→ DATA RECORDS:
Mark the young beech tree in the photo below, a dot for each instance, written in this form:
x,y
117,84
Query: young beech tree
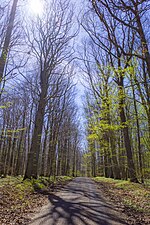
x,y
50,40
7,39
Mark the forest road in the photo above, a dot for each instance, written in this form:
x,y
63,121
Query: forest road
x,y
78,203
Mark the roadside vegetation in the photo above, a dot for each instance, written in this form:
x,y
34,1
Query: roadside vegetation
x,y
130,198
19,199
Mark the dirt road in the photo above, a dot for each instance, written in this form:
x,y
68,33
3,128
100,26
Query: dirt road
x,y
79,203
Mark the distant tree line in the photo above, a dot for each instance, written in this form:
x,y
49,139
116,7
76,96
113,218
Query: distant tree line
x,y
116,68
39,132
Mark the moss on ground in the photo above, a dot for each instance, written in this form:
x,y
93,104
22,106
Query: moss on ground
x,y
19,198
133,198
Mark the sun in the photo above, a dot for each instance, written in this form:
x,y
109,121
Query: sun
x,y
36,6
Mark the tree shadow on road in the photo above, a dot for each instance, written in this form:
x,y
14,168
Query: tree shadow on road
x,y
79,208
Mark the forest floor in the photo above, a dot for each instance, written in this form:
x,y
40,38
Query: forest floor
x,y
129,198
19,199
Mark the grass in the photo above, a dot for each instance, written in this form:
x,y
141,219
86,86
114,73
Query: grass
x,y
132,195
19,198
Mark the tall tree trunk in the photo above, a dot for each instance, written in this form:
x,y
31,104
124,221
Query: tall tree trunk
x,y
7,39
33,155
127,142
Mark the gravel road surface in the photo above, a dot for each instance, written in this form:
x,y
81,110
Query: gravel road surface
x,y
78,203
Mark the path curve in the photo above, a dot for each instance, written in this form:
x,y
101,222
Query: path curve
x,y
78,203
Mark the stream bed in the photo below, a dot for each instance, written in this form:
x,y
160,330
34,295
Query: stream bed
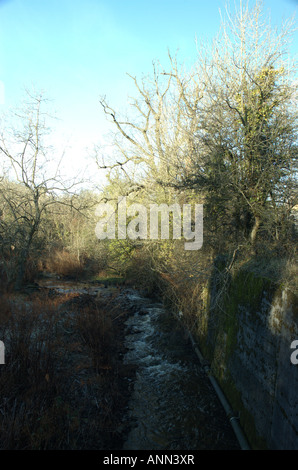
x,y
172,405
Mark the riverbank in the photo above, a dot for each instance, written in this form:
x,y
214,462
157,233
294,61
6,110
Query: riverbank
x,y
64,384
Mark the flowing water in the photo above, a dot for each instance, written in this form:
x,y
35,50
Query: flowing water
x,y
173,405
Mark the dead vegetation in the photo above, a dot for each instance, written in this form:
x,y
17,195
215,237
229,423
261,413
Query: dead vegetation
x,y
63,384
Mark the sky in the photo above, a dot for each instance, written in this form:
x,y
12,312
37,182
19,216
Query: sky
x,y
76,51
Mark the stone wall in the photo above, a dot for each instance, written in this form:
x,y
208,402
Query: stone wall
x,y
247,339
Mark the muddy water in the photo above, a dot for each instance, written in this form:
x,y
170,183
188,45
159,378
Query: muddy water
x,y
173,405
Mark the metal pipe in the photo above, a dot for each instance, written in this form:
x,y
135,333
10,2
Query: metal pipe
x,y
234,420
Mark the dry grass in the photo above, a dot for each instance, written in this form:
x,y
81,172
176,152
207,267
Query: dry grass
x,y
60,384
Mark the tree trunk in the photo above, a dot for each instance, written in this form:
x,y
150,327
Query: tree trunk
x,y
254,231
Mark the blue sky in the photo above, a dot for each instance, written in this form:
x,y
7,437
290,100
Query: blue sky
x,y
77,51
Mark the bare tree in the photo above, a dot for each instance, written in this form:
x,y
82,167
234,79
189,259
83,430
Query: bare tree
x,y
31,183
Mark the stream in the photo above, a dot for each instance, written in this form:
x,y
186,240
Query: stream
x,y
172,405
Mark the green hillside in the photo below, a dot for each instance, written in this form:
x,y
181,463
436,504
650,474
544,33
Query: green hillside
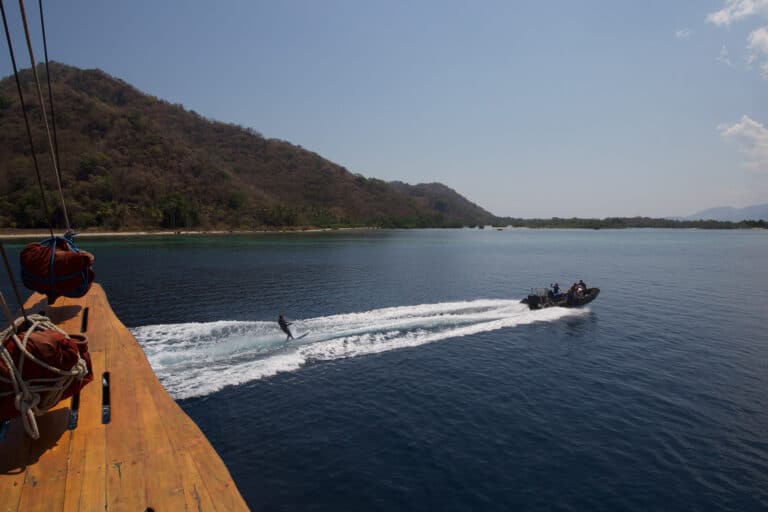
x,y
132,161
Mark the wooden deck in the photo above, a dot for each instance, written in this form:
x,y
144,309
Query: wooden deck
x,y
149,456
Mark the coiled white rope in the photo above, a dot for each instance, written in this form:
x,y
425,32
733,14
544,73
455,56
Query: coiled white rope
x,y
34,397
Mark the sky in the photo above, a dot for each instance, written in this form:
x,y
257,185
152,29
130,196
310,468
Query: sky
x,y
527,108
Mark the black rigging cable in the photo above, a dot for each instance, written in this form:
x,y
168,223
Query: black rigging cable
x,y
26,119
42,112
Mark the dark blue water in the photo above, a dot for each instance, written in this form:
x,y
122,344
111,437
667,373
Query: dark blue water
x,y
423,385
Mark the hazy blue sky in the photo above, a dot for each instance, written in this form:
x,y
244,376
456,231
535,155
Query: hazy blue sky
x,y
530,109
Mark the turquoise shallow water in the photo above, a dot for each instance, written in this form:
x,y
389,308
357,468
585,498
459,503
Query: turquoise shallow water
x,y
424,385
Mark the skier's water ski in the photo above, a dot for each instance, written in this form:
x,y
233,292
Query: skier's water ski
x,y
283,323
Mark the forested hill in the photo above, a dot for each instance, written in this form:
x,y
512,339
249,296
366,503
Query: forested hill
x,y
133,161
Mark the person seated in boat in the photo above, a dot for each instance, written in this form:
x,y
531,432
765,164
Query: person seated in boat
x,y
283,323
575,290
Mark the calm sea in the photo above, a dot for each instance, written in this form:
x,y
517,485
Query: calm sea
x,y
423,384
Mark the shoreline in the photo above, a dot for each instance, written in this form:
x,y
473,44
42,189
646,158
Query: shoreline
x,y
22,233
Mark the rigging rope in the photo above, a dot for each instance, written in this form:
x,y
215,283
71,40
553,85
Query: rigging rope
x,y
44,116
33,397
26,119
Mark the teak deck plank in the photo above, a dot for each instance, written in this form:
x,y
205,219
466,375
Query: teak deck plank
x,y
150,454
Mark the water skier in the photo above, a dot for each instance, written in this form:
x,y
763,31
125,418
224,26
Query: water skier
x,y
283,323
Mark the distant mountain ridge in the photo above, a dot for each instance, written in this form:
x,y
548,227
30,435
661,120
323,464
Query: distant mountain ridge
x,y
130,160
729,214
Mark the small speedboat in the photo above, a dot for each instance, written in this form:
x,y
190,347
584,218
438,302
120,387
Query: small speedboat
x,y
541,298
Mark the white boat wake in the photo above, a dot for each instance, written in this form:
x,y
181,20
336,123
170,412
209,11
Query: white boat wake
x,y
196,359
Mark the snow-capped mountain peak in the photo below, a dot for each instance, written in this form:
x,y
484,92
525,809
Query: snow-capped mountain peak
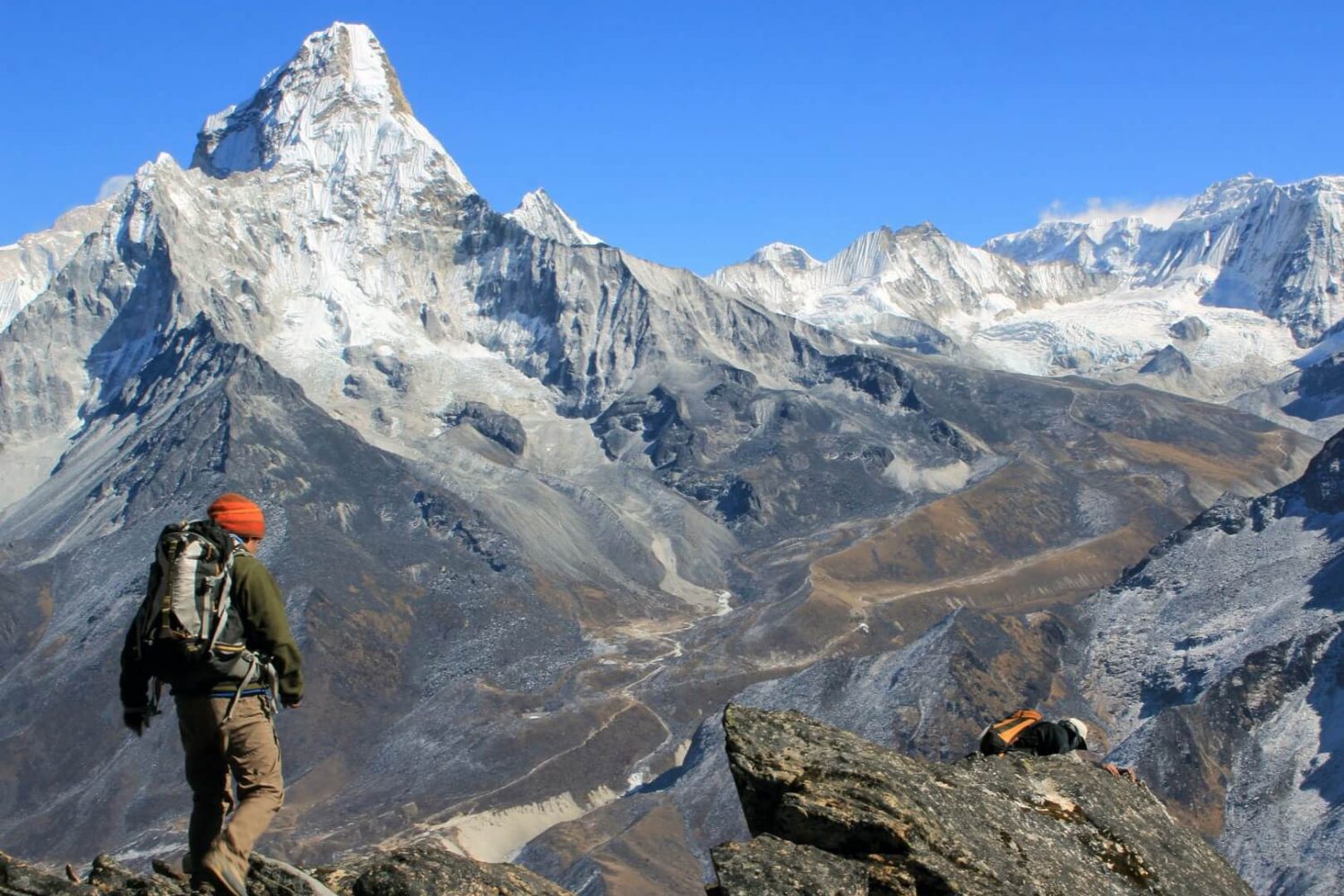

→ REQUIRED ACTION: Please give the data again unaltered, leaving out any images.

→ EXERCISE RESPONSE:
Mark the young beech tree in the photo below, a dot for each instance, written in this form:
x,y
117,84
Query: young beech tree
x,y
50,40
7,39
Mark the forest road in the photo above, a dot for each instance, written in this form:
x,y
63,121
Query: forest road
x,y
78,203
Mark the roadside vegetation in the photo above, a dot for each instance, written in this form:
x,y
34,1
Query: roadside vegetation
x,y
130,198
19,199
Mark the dirt road in the photo above, a dot for each instance, written in this form:
x,y
68,33
3,128
100,26
Query: dirt road
x,y
79,203
Mark the distant tree line in the photo above, a dot for each instance, written in this form:
x,y
49,139
116,7
76,96
113,218
Query: distant tree line
x,y
116,68
39,132
Mark the moss on ground in the photo above, a dot for each instance, written in this form:
x,y
93,104
22,106
Query: moss on ground
x,y
19,198
133,198
Mark the sun in the photo above, a dot for each instance, written in this form:
x,y
109,121
Query: sun
x,y
36,6
Mark the tree shadow on road in the photo above, a dot for each instance, written in this form:
x,y
14,168
Query: tree shadow on road
x,y
79,208
Mark the forest floor in the photo above, a dot for each instance, written in this form:
x,y
40,38
Query: forest floor
x,y
129,198
19,199
Mark the grass in the photo above, a dot for each instance, written in this form:
x,y
141,219
86,86
114,73
Query: grass
x,y
132,195
19,198
Mark the tall tree trunk in the photo above, a dot for each instance, written in this form:
x,y
31,104
124,221
Query: tall tree trunk
x,y
7,39
33,155
127,142
Mark the gravel road surface in the photo above, a dot for each instance, written in this form:
x,y
81,110
Query: gravel road surface
x,y
78,203
Mark the path curve in the photo above, a dot for each instance, written in this form:
x,y
101,222
Query: path curve
x,y
78,203
Mark the stream bed in the photo below, a dot for each instance, written in this form:
x,y
160,330
34,295
Query: stream bed
x,y
172,405
Mark the riverbank in the photo above, a dot for each instance, written in this form:
x,y
214,462
157,233
294,61
6,110
Query: riverbank
x,y
64,384
Mark the flowing water in the photo above, a dot for each instance, written in this form:
x,y
35,50
Query: flowing water
x,y
173,405
Mark the dead vegetation in the photo above, a dot for each instance, written in this form:
x,y
17,195
215,237
229,423
261,413
Query: dead vegetation
x,y
63,384
Mark the sky in the photo above, a dot for each instance, written in this form:
x,y
12,312
37,182
19,216
Query: sky
x,y
76,51
Mark the stone wall in the photo above, a dot for each instance, written in this form:
x,y
208,402
Query: stone wall
x,y
247,339
Mark the muddy water in the photo above, a dot for each instance, written in this form:
x,y
170,183
188,45
159,378
Query: muddy water
x,y
173,405
Mark the metal pipe in the photo above, a dot for each instance, written in this form:
x,y
135,333
10,2
Query: metal pipe
x,y
234,420
Mark the dry grass in the photo above, a dot for each instance, written in this form:
x,y
81,172
176,152
207,267
Query: dry grass
x,y
60,384
Mark the tree trunk in the photo above, a dot for each instance, written in this form:
x,y
150,327
Query: tree trunk
x,y
254,231
Mark the blue sky in the photo above, a dot for each instance, written in this form:
x,y
7,437
290,100
Query: blue sky
x,y
77,51
Mark the bare tree in the photo above, a dot for each instance, written in this form:
x,y
82,167
234,79
189,259
83,430
Query: bare tree
x,y
31,183
Mark the stream in the photo above, a dot for each instance, written in this form:
x,y
186,240
Query: stream
x,y
172,405
Mark the green hillside in the photo below, a dot for each instance, written in this form:
x,y
181,463
436,504
650,474
544,33
Query: green hillside
x,y
132,161
Mark the wooden deck in the photo above, a dot for each instance, written in this form:
x,y
144,309
Query: wooden deck
x,y
149,456
Mark the coiled white rope in the photo above, a dot for each instance, written in this form:
x,y
425,32
733,14
544,73
455,56
Query: coiled white rope
x,y
34,397
Mark the sky in the photo above, a dot for each instance, written in this form:
x,y
257,185
152,29
130,196
310,468
Query: sky
x,y
527,108
Mark the black rigging cable in the photo above, a dot for each instance, written in this form:
x,y
168,223
Query: black rigging cable
x,y
26,119
42,112
Mark the dark blue water in the photo above, a dot for each instance, written in this form:
x,y
122,344
111,437
667,373
Query: dark blue water
x,y
423,385
Mark the hazy blue sky in the photo above, a dot for each instance, written in this form:
x,y
244,376
456,231
535,155
Query: hazy blue sky
x,y
530,109
Mark the turquoise shallow water in the photo above, a dot for each instance, written in this form:
x,y
389,308
357,468
585,498
459,503
Query: turquoise shallow water
x,y
424,385
Mark the skier's water ski in the photo above, a dot for each instance, written in this form:
x,y
233,292
Query: skier's water ski
x,y
283,323
Mark the forested hill in the photo above, a dot for each instance, written in this form:
x,y
512,339
249,296
366,503
Query: forested hill
x,y
133,161
Mark the person seated in boat in the photo above, a dot for each instance, written in this form:
x,y
531,432
765,164
Query: person seated in boat
x,y
283,323
575,290
Mark the calm sea in the photo above, a dot for each instance, written in this form:
x,y
517,485
Query: calm sea
x,y
423,384
Mark the shoreline in the photo above, a dot for each instance, written in this form:
x,y
473,44
42,189
646,158
Query: shoreline
x,y
22,233
Mark the rigging rope in the photo above, a dot for each instance, written in this form:
x,y
215,283
71,40
553,85
Query: rigging rope
x,y
44,116
33,397
26,119
Mark the teak deck plank in the photo above, a dot for each instance, written in this form:
x,y
205,219
466,375
Query: teak deck plank
x,y
150,454
Mark the water skier in the photo above, a dot for each instance, written in this form:
x,y
763,31
125,418
224,26
Query: water skier
x,y
283,323
Mark the distant mountain ridge in the photo above, a dot for each instance, written in this form:
x,y
548,227
30,435
661,120
323,464
Query: distant mountain ridge
x,y
130,160
729,214
Mark the small speedboat in the photo above, a dot for each instance, written in this form:
x,y
190,347
584,218
438,302
120,387
Query: small speedboat
x,y
541,298
Mark the white boat wake in the photo above, a dot for each instance, written in this form:
x,y
181,20
336,123
170,412
209,11
Query: white boat wake
x,y
196,359
Mark the snow-capped mountain peak in the photo below, a dot for each instance, written in this form:
x,y
484,92
525,809
Query: snow-capped mountain peak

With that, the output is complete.